TASK REQUIREMENTS | Each line from the one containing "Query: white soccer cleat" through the end of the data below is to be output verbatim, with no lines added or left out.

DATA SHOWN section start

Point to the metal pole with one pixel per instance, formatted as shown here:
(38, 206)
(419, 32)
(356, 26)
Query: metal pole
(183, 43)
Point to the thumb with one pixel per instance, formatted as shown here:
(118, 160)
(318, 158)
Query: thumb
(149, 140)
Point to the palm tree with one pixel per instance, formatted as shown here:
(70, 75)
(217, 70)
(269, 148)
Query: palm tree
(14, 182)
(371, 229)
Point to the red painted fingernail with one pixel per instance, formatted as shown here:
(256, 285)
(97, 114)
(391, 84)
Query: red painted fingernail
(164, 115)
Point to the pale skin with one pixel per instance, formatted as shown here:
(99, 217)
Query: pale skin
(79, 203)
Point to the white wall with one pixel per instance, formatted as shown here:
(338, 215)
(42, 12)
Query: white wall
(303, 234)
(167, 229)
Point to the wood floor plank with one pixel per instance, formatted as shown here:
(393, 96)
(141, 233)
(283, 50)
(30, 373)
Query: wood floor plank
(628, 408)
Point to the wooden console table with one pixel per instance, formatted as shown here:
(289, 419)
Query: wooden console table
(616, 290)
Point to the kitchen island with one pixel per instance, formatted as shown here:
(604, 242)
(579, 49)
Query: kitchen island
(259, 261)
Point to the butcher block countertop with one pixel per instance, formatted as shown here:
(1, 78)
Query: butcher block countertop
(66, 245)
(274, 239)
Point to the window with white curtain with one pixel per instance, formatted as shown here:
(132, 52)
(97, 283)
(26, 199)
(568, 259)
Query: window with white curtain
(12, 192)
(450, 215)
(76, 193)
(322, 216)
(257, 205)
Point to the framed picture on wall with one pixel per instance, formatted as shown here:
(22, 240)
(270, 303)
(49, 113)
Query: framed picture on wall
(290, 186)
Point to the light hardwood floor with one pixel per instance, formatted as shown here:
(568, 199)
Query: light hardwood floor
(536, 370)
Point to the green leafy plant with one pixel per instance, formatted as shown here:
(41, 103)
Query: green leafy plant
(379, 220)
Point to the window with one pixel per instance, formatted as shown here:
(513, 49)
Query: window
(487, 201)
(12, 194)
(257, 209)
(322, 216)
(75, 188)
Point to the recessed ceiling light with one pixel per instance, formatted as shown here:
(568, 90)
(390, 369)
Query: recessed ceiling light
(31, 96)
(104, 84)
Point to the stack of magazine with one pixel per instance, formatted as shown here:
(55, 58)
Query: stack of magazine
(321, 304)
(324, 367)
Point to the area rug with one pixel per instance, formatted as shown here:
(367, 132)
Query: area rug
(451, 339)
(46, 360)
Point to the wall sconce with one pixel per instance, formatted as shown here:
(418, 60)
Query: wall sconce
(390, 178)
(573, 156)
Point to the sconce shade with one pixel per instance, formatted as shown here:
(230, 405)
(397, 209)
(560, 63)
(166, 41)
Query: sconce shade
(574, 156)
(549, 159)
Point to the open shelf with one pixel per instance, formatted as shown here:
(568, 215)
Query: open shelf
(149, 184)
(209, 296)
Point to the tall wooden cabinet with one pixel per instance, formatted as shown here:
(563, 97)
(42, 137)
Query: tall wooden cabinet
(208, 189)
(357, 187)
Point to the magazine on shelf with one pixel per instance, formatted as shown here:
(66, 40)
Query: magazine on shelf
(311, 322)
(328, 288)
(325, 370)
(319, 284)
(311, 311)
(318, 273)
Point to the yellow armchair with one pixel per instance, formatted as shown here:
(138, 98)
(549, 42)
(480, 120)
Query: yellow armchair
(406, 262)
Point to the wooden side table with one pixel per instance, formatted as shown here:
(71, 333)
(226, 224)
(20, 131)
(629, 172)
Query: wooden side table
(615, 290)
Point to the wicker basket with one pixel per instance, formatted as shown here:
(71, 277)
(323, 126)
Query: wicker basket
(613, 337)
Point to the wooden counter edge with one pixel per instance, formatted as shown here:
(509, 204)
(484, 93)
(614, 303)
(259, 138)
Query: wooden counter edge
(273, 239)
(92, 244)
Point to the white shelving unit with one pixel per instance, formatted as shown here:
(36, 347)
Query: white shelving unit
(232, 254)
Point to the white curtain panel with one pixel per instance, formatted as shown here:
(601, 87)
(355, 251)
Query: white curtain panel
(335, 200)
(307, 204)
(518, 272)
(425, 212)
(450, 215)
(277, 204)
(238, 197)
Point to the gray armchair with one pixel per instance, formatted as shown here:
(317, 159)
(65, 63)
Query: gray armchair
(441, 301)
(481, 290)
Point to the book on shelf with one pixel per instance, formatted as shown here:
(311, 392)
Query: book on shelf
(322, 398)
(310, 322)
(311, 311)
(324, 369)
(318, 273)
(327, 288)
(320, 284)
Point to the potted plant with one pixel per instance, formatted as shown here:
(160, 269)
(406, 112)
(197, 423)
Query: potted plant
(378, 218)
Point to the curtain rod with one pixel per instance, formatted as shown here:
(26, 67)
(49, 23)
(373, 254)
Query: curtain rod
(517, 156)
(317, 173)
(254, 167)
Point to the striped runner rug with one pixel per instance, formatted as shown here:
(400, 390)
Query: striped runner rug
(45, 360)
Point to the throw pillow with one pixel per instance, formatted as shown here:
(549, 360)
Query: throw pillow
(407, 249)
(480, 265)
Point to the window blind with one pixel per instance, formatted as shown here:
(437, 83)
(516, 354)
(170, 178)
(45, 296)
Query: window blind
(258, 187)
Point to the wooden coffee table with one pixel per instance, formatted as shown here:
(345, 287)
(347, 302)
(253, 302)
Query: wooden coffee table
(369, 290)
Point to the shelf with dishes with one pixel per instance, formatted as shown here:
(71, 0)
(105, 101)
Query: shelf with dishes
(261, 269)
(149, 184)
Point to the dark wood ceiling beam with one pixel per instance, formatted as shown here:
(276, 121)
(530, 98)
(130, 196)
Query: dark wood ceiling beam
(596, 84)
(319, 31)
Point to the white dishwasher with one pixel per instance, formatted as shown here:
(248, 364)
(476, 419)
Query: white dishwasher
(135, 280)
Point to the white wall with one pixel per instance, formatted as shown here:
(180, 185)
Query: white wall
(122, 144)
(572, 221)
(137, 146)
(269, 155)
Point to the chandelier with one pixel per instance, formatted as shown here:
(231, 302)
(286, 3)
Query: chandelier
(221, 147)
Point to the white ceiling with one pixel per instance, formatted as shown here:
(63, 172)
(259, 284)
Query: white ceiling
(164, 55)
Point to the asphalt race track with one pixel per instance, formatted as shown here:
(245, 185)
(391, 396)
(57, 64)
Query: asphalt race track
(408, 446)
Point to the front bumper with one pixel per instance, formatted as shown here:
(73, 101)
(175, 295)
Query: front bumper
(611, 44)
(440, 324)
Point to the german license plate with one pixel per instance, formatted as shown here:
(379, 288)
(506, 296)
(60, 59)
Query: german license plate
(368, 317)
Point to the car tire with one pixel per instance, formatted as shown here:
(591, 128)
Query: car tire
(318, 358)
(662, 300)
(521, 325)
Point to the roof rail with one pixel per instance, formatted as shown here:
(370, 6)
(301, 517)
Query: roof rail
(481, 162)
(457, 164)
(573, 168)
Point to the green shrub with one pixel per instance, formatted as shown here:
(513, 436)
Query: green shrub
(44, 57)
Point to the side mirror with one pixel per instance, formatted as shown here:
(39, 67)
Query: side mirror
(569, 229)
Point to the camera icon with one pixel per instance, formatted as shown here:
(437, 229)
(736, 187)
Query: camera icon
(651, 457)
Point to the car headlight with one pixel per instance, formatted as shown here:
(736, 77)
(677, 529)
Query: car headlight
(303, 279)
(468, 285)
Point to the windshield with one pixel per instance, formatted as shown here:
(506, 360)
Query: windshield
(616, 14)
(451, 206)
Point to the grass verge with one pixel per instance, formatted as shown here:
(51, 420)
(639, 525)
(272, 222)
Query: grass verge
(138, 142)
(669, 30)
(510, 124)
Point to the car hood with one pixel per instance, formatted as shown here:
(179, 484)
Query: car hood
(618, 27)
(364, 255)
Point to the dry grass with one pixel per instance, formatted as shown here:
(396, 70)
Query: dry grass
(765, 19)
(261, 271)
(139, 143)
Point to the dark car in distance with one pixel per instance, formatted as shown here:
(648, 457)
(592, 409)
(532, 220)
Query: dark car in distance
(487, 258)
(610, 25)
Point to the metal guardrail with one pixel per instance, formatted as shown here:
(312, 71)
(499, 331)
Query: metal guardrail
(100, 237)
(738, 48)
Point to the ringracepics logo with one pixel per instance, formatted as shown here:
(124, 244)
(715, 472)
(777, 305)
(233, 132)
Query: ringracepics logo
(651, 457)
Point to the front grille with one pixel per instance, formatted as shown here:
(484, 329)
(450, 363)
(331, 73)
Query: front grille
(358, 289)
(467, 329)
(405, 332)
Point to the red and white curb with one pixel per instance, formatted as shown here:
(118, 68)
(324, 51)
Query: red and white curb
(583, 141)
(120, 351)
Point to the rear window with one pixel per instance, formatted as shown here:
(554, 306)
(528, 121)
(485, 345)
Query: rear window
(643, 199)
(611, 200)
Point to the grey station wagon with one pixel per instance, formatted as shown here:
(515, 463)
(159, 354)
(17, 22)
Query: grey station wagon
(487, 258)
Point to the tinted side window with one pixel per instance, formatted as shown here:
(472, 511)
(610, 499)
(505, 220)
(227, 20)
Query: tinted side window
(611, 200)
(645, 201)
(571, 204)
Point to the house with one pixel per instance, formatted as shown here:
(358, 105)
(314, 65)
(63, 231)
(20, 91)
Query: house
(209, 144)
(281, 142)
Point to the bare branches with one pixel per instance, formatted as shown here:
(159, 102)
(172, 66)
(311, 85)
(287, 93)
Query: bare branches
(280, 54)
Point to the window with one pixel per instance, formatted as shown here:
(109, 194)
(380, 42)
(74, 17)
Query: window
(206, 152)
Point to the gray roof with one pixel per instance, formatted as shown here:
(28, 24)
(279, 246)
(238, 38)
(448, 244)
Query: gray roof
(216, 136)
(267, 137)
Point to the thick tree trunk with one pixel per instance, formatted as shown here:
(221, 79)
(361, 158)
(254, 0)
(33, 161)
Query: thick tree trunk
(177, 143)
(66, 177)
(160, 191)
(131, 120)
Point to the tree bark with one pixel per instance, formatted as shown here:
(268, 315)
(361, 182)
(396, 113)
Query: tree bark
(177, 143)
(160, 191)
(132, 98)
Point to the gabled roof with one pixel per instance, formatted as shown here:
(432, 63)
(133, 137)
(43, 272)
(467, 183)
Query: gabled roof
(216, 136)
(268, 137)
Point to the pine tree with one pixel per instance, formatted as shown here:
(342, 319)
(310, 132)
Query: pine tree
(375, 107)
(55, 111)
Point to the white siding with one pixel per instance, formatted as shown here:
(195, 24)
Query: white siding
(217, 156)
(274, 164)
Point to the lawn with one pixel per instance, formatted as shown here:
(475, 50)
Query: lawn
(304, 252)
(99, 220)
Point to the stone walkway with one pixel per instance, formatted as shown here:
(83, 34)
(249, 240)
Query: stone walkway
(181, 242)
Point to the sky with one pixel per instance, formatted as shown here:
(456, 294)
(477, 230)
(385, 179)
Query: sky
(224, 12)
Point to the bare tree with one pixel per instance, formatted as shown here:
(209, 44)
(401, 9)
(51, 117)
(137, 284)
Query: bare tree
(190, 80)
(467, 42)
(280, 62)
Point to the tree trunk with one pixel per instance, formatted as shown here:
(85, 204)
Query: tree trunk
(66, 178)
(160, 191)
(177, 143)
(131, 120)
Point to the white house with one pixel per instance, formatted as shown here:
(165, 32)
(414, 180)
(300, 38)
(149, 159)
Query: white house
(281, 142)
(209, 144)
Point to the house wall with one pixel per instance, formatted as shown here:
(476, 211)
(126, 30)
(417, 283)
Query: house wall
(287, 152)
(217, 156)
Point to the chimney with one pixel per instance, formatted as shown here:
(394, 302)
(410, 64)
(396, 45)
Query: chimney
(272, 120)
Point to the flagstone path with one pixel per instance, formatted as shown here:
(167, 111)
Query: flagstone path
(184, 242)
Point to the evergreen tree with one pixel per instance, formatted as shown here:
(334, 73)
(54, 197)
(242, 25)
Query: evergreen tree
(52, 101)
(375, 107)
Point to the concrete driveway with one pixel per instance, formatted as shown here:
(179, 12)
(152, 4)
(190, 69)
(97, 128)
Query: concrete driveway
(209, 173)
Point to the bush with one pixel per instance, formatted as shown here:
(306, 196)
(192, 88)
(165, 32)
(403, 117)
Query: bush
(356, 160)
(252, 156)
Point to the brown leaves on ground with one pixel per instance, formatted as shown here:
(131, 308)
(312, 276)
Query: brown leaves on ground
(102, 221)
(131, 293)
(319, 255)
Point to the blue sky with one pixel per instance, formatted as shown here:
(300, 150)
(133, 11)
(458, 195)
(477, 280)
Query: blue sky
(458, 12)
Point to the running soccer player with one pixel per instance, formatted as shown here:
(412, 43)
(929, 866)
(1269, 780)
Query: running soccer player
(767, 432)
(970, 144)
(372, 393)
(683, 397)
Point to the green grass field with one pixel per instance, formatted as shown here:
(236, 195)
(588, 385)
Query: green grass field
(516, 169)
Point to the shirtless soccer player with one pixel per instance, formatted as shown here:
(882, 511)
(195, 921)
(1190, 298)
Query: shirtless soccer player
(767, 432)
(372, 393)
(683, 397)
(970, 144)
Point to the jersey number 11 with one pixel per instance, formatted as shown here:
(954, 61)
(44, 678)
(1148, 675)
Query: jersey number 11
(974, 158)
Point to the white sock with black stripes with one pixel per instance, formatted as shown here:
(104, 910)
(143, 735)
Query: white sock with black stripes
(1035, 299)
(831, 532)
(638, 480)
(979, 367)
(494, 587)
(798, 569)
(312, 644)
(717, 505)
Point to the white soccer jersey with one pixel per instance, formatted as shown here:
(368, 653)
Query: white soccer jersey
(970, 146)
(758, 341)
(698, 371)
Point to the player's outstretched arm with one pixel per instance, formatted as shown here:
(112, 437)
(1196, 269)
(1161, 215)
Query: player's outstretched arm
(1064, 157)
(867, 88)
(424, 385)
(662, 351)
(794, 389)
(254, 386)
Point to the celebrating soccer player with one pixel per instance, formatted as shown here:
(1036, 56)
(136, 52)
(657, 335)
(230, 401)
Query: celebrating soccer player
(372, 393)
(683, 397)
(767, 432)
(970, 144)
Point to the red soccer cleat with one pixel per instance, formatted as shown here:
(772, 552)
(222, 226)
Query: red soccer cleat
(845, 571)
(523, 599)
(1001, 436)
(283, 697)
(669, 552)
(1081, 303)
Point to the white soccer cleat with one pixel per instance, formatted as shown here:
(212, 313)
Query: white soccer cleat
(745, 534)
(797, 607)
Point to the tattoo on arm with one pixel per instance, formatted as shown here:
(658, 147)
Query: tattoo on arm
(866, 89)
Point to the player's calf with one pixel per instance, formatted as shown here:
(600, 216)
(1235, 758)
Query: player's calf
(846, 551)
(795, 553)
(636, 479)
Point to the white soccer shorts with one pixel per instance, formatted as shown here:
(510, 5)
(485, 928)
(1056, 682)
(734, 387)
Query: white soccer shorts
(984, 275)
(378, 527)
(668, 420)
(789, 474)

DATA SHOWN section end

WRITTEN ANSWER |
Query: white soccer cleat
(745, 534)
(797, 607)
Point to the tattoo on arm with one pixel per instance, formatted as shown here:
(658, 147)
Query: tattoo on arm
(866, 89)
Point to the player's calf with one pixel per instance, formatted as shown here:
(600, 216)
(1235, 758)
Query: player's calf
(846, 551)
(795, 553)
(636, 479)
Point to the white soccer shorts with one pixel per instance, formatted as shown here:
(510, 5)
(485, 928)
(1056, 682)
(734, 387)
Query: white soccer shorts
(984, 275)
(378, 527)
(668, 420)
(789, 474)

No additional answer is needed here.